_Extracted entries_:
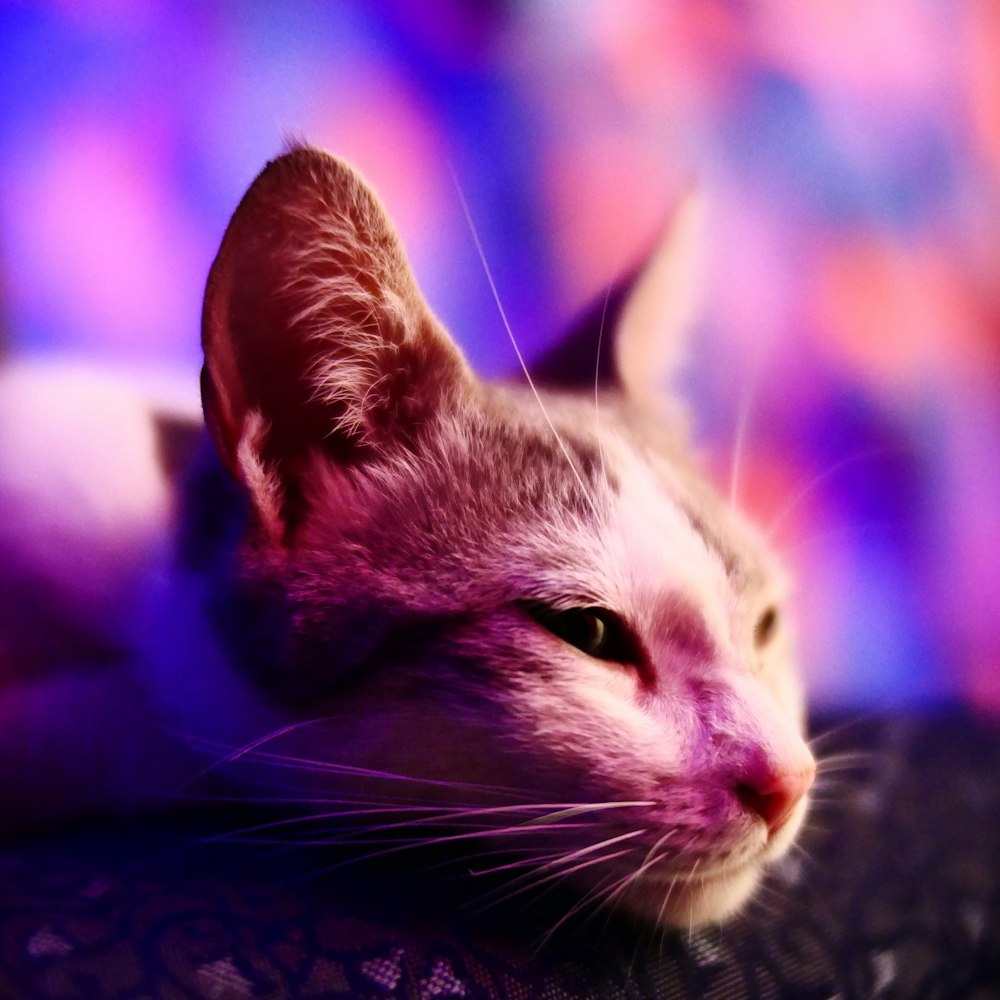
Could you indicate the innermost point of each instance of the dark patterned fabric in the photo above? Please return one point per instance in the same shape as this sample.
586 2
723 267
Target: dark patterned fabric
896 894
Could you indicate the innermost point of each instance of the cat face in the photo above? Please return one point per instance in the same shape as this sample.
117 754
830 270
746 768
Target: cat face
534 612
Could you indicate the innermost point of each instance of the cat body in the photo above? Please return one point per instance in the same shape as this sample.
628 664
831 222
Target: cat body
406 589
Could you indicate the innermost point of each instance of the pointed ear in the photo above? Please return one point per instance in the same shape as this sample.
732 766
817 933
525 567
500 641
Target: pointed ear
315 334
634 335
662 304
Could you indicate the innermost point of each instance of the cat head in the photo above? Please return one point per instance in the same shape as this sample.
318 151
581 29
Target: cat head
507 602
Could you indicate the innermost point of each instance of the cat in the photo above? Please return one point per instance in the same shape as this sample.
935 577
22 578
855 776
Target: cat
420 596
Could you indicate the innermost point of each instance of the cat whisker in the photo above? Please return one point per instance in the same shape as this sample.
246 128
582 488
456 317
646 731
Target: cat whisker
541 877
816 742
597 383
517 351
861 456
740 433
322 766
849 760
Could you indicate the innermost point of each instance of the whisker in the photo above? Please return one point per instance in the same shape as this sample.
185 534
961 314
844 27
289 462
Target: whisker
817 480
517 350
817 741
740 433
597 383
550 820
500 898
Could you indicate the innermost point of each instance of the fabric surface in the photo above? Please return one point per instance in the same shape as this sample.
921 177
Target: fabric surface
896 894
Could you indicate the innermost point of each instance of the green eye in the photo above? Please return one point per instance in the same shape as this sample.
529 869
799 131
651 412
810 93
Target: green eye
595 631
766 627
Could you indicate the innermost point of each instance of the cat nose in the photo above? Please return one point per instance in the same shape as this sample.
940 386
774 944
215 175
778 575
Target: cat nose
774 796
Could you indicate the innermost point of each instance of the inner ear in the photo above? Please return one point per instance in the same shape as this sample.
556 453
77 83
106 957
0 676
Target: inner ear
633 337
314 331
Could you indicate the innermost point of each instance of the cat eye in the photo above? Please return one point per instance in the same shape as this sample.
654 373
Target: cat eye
766 627
595 631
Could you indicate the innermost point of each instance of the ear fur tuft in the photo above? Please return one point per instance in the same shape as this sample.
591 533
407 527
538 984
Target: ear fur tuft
313 325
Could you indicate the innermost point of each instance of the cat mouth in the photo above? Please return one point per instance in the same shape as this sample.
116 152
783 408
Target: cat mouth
693 896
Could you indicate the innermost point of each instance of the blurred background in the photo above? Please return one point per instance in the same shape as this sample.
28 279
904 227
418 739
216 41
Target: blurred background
851 157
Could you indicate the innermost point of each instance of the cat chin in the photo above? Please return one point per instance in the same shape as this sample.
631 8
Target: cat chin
691 902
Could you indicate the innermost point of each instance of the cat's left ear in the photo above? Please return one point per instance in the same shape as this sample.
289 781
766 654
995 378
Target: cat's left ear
662 304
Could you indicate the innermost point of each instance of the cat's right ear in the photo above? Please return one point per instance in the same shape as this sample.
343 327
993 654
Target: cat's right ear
634 337
662 304
315 334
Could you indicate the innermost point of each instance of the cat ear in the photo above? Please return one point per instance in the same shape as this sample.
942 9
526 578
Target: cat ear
315 334
662 304
634 335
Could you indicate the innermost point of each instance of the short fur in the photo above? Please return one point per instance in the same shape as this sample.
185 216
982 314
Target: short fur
362 596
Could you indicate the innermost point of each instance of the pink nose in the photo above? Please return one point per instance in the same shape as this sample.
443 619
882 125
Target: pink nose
773 797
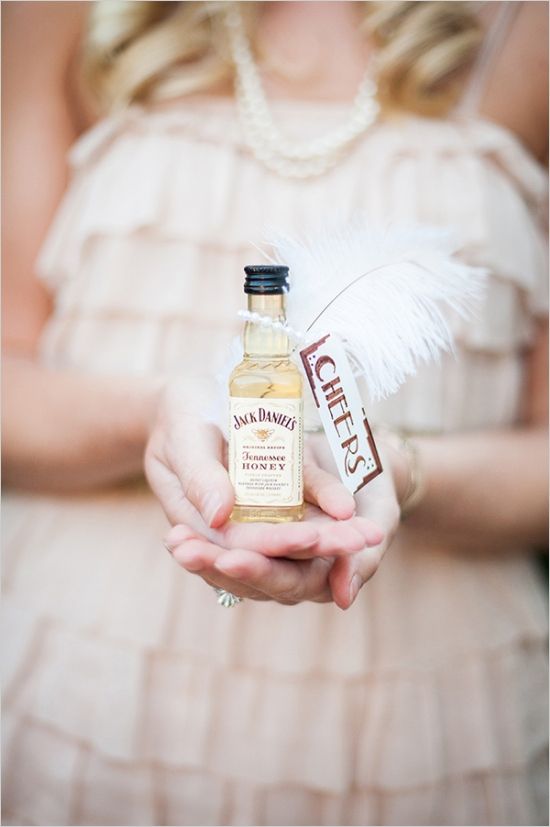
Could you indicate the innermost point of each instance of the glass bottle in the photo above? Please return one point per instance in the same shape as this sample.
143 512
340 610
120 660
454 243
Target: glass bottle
266 418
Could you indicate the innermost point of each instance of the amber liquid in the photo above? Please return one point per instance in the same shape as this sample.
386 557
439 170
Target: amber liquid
266 372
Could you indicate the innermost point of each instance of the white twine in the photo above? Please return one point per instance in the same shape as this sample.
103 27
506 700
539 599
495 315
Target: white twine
275 324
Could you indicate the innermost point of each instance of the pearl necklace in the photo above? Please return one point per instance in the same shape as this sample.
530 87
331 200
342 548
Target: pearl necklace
290 159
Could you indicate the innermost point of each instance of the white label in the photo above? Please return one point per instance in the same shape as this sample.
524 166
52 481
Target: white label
341 411
265 451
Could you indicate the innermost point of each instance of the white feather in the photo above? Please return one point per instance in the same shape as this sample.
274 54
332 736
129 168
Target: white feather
385 291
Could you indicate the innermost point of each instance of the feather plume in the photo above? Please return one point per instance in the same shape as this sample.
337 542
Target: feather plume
384 292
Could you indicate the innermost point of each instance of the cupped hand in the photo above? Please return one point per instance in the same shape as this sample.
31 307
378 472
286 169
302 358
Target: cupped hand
287 562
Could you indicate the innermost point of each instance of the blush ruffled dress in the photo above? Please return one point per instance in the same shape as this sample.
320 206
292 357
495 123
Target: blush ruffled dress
131 697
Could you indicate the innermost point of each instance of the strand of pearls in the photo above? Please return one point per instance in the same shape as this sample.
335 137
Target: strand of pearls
290 159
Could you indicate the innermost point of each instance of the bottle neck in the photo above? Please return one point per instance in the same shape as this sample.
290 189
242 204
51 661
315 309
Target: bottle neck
262 340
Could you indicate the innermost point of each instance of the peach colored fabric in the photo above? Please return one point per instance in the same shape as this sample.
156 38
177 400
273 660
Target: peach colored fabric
131 697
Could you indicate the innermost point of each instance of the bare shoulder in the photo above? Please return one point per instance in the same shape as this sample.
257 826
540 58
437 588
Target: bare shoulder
516 93
41 41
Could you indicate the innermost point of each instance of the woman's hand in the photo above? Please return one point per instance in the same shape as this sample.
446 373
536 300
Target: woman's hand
254 573
185 467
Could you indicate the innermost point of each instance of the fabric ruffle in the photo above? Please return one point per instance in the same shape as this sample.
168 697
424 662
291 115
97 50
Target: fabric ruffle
457 678
160 199
426 700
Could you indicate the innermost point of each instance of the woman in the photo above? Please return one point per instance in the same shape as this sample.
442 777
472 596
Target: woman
131 697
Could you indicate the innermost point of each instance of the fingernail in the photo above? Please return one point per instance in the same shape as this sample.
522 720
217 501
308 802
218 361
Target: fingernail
230 567
189 560
354 587
210 506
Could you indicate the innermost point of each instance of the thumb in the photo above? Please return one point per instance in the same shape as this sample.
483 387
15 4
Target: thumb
198 462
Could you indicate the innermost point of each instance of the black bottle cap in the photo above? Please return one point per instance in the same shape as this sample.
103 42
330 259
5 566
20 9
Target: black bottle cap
266 279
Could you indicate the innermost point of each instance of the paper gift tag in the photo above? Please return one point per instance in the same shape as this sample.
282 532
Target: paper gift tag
341 411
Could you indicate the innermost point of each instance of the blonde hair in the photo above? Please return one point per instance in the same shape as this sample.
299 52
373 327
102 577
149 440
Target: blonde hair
148 51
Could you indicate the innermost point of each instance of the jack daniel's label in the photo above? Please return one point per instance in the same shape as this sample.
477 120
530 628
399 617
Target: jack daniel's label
265 451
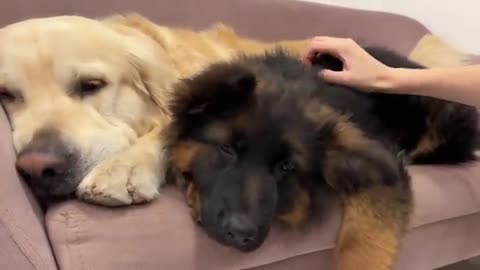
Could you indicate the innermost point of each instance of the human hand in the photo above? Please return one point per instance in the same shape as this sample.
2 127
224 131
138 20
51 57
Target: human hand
360 69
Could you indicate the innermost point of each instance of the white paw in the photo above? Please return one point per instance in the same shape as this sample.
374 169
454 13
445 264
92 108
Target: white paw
120 181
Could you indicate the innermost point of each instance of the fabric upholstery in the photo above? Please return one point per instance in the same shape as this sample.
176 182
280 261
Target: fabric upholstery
267 19
162 235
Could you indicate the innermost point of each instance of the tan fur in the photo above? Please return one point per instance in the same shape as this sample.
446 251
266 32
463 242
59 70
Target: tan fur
299 213
370 233
119 130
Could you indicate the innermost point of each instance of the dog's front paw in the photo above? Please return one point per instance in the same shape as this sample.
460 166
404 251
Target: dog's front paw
120 181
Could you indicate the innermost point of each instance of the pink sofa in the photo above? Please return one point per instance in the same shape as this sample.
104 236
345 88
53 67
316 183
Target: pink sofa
74 235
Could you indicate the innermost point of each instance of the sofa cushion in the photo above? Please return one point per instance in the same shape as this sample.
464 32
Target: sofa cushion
23 240
267 19
162 235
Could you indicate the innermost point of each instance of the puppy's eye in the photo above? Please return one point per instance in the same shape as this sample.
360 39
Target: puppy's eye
87 87
226 149
6 95
287 166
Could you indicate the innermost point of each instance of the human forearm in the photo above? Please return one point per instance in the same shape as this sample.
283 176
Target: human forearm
460 84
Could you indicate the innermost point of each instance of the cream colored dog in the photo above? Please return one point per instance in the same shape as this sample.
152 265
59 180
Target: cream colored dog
86 100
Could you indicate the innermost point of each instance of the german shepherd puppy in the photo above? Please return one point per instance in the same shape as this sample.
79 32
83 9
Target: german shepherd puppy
259 137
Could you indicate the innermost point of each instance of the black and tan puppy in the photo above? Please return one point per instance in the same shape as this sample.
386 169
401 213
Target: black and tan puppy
259 137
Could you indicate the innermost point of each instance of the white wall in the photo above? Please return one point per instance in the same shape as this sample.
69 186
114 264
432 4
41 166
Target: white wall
458 21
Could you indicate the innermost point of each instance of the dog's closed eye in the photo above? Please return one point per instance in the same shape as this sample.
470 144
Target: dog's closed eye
89 86
8 95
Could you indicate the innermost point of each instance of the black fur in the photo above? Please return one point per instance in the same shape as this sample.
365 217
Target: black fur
254 171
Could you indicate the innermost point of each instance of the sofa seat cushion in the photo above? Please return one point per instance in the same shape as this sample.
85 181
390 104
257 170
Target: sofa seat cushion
161 235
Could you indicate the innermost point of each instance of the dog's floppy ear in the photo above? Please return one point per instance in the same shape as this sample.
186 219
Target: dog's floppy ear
154 72
327 61
219 88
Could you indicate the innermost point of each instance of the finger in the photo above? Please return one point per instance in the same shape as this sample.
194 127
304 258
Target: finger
338 77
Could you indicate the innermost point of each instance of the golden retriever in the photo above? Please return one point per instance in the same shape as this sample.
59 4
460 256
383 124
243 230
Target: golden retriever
86 99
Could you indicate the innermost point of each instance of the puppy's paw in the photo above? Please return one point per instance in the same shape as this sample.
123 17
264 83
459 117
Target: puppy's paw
120 181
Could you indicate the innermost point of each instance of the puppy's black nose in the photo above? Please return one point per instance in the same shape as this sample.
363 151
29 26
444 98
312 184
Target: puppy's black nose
240 230
38 165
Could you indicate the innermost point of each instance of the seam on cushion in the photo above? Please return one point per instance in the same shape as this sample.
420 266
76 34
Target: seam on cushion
448 220
287 258
326 249
14 240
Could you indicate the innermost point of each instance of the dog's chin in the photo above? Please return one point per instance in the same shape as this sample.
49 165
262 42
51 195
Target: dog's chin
50 195
251 246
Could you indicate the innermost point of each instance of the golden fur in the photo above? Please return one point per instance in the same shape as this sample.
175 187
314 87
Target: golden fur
117 131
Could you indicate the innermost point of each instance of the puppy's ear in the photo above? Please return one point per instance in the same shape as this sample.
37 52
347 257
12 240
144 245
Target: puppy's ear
218 89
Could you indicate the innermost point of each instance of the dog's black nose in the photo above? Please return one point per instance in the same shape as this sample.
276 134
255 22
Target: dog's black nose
240 230
48 166
40 166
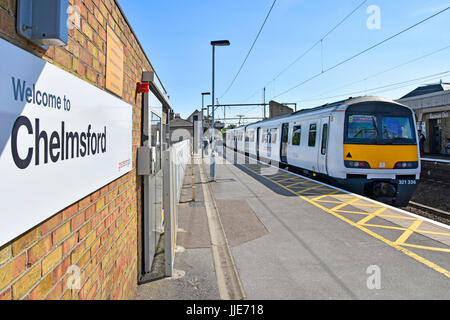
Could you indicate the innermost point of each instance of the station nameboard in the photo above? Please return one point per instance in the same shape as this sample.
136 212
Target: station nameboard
60 140
114 63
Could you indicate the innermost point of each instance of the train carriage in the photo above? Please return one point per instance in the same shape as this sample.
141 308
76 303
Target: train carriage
367 145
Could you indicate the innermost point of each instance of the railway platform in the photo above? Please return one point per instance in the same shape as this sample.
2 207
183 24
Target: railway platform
290 237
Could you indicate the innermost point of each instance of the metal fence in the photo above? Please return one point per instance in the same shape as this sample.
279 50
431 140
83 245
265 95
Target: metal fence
175 161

_Exercise goal_: Beginning with the line that holds "of the seam" and ending with the last line of the material above, extract every line exactly, pictures excluded.

_Solution_:
Could you indicate the innermost point of each instance of the seam on cushion in the photo above? Please return one point per instance in the same shape as this sample.
420 266
76 34
Target: seam on cushion
448 220
287 258
326 249
14 240
Could you indicate the innermost point of each instance of the dog's chin in the photo above? Please return one point per instance in the same shape as this sample.
49 165
262 42
51 195
Target: dog's chin
50 195
251 246
Could you indicate the innermost point of each instance of the golden fur in the photo above? Please return one point per instance in the same shape as this sample.
175 187
314 87
Target: golden fur
117 131
Could you indicate the innermost point of each instance of the puppy's ear in the photo above? Please return one point per instance in the same shape as this sample.
37 52
347 257
12 240
144 245
Target: puppy's ear
218 89
Could you indicate the innermost point of each instance of the dog's black nose in the photo above? Please return one point per instance in the same shape as this sample.
276 134
255 22
Target: dog's black nose
240 230
48 166
40 166
Could you indicate the innermost point of each instance of the station nameboard in the photo above? Please return one point per instance in the same shape as this sample.
136 212
Target: station nameboard
60 140
114 63
Could you indicate the innermost point of each instance of the train carriage in the photo above? Please return one point per instance in the same shape as this sample.
141 308
76 303
Target: train carriage
367 145
Could you indicate the innermost point of each instance of the railway platform in the photo above? Please return one point per instance in the same shape as this sample.
2 207
183 24
Target: railway platform
290 237
Could you indicate the innermost point of each instance of the metal fence in the photo above? Please return one point per instance in the same shape as this sample.
279 50
431 140
83 245
265 95
Target: metal fence
175 161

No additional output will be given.